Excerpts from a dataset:

◆ ◆ ◆ ◆ ◆ ◆ ◆

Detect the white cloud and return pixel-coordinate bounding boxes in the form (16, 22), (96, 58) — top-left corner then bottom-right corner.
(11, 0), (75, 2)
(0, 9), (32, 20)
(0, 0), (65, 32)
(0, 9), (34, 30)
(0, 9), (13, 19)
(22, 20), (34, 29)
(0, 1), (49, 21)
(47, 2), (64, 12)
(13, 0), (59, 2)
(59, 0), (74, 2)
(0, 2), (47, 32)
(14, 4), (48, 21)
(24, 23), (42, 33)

◆ ◆ ◆ ◆ ◆ ◆ ◆

» Problem to solve
An exact copy of every record is what the answer must contain.

» Reply to the exercise
Detect the white cloud and return pixel-coordinate bounding boxes in the form (16, 22), (96, 58) — top-left corner then bottom-right corner.
(11, 0), (75, 2)
(0, 9), (32, 20)
(0, 0), (65, 32)
(0, 9), (34, 30)
(0, 9), (13, 19)
(22, 20), (34, 29)
(0, 1), (49, 21)
(47, 2), (64, 12)
(13, 0), (59, 2)
(59, 0), (74, 2)
(0, 2), (47, 32)
(14, 4), (48, 21)
(24, 23), (42, 33)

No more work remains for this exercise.